■ **Short task**
Quote verbatim the lines of the entries starting at the line that contains "Task — mark the dirt" and ending at the final line of the entries, with both of those lines included.

[Entries of labeled points]
__________
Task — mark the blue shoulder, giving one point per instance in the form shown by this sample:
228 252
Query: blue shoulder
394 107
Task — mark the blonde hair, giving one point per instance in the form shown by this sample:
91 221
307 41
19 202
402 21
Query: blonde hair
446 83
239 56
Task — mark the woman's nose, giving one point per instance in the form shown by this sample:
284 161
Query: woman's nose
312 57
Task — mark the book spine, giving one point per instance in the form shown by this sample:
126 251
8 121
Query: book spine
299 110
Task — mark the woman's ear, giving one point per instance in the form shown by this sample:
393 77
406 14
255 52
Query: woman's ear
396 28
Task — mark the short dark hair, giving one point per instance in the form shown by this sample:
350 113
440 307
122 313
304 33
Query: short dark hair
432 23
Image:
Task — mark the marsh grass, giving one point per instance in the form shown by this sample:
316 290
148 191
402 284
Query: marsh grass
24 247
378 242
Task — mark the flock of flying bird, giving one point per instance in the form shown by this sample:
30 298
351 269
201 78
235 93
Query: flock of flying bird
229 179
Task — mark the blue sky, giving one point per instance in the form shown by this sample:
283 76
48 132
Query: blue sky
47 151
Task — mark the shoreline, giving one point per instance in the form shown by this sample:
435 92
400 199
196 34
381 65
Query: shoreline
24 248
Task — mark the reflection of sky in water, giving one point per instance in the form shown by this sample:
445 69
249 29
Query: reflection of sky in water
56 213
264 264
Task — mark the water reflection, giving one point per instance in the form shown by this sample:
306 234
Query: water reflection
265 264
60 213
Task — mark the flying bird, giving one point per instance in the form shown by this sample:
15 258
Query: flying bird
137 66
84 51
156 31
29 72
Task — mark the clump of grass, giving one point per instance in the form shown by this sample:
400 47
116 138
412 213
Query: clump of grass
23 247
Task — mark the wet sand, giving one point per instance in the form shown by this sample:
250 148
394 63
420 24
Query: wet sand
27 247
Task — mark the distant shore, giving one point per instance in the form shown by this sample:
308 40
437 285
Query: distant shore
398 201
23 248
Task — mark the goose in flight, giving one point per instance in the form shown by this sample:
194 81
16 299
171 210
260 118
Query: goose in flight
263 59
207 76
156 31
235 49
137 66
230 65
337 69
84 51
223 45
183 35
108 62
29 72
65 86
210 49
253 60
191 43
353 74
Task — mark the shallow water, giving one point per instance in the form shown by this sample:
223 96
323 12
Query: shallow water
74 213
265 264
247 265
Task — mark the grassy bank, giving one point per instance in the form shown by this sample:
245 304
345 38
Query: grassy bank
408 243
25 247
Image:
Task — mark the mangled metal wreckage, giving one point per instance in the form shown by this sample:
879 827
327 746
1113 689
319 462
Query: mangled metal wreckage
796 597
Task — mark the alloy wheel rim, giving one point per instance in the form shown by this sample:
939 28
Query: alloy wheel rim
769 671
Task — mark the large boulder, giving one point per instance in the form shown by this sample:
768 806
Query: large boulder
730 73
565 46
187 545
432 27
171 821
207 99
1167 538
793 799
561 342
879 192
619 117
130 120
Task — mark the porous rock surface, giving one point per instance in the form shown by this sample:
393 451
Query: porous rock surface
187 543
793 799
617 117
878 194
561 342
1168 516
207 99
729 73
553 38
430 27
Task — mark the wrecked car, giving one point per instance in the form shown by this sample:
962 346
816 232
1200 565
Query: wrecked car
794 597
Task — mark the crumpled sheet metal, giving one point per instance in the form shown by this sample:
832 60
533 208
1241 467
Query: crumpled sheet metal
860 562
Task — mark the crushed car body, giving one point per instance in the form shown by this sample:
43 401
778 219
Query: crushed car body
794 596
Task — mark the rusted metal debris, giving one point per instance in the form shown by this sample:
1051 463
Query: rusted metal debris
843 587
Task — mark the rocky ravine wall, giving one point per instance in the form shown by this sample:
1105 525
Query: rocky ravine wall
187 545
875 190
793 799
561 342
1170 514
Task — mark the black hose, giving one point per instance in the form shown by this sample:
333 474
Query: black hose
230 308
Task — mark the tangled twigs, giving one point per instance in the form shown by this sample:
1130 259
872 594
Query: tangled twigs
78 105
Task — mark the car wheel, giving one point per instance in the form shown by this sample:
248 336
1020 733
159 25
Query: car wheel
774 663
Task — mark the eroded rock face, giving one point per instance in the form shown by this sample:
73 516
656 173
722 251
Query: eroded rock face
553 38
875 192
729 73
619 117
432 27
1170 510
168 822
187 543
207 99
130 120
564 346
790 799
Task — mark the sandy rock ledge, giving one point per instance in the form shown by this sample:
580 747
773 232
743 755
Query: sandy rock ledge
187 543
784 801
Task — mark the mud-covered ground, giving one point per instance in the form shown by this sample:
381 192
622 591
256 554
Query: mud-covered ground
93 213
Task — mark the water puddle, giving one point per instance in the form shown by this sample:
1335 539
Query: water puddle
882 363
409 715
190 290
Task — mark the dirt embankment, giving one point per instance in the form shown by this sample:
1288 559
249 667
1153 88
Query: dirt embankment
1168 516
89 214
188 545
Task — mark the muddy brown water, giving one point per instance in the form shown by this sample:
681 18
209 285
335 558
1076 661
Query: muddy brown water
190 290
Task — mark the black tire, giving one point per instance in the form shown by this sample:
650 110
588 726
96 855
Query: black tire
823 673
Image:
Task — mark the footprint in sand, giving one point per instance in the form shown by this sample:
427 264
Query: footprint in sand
__________
■ **Response to the exercise**
Task — mark the dirt embankment, giving one point per instance in the form shown by this sample:
1288 559
249 667
1153 88
Query: dirt embankment
1168 516
89 214
188 545
Task — mark the muddy brown water, giving one point per instance in the form shown by this sample:
681 18
209 285
335 558
1076 661
Query: muddy brown water
190 290
Task — mark the black tire, giving one point per instance in the form shown by this sample:
650 110
588 726
96 855
Query: black tire
823 673
Image:
Task — mark the footprint in sand, giving one point per instance in the form shown by this sample:
427 264
Query: footprint in sand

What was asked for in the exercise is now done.